Exercise details:
The required output consists solely of the lines from the line containing "of the wispy" through the end of the records, copied exactly.

[Object point labels]
——————————
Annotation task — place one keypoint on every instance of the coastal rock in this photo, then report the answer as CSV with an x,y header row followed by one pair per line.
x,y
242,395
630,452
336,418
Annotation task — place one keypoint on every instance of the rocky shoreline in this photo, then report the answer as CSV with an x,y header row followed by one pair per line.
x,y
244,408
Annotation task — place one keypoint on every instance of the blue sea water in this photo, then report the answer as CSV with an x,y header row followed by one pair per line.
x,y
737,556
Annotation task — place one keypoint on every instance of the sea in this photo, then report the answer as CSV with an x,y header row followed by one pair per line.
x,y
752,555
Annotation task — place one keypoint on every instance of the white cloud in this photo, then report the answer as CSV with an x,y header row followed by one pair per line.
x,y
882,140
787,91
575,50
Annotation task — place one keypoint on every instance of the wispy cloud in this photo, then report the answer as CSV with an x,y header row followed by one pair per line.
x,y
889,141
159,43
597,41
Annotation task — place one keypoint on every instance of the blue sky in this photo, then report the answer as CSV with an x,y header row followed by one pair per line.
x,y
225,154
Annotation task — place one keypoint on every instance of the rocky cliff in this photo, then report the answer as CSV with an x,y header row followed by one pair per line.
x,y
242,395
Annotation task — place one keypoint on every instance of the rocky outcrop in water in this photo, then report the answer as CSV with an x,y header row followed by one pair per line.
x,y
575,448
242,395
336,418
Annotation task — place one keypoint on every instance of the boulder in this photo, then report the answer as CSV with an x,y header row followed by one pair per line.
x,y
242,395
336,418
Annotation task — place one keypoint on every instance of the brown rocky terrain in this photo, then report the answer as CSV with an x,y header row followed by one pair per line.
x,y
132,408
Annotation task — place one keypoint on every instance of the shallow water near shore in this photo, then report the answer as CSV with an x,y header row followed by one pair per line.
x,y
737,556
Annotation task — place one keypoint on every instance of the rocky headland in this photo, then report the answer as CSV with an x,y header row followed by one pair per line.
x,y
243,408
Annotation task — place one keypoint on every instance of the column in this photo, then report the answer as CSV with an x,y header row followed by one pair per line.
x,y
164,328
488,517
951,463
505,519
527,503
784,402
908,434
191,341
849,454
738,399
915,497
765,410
——————————
Solution to this problem:
Annotation task — place one keypoint on every instance of the wispy cloud in this photo, then report the answer as CSV with an x,y header row followed by one pair per line.
x,y
889,141
159,43
597,41
Annotation task — place one keypoint on every instance of the blue sky in this photo, then report the answer as CSV with an x,y header row followed by one pair per line.
x,y
225,154
Annotation task — place one keypoint on every instance of the rocky cliff in this photo, then report the answer as CSV with an x,y header row followed by one pair per line.
x,y
242,395
Annotation task — place one keypoint on every instance of the rocky outcrop in water in this photo, then report the answer as CSV with an x,y header row followed by one pair per line.
x,y
575,448
242,395
336,418
Annotation task — place one keypoint on every instance of the boulder in this photo, then report the answer as CSV with an x,y header row followed by one pair per line.
x,y
242,395
336,418
Annotation task — place one keypoint on every instance of the brown rocky terrain in this photo, then report the answer as CSV with an x,y header row followed by one pair per line.
x,y
132,408
Annotation task — place one keypoint on every instance of the shallow water near shore in this photo, then report the answer as CSV with an x,y header row followed by one pair per line.
x,y
737,556
Annotation task — place one keypoint on every instance of the rocky headland in this photo, then report the answer as CSV with an x,y header row followed by one pair per line.
x,y
243,408
Annotation task — place one keypoint on every instance of the column in this photo, then report the answer as CSV with an x,y header row followed by one pair per line.
x,y
164,328
488,517
951,463
505,519
527,503
784,402
908,434
191,341
849,454
738,399
915,497
765,410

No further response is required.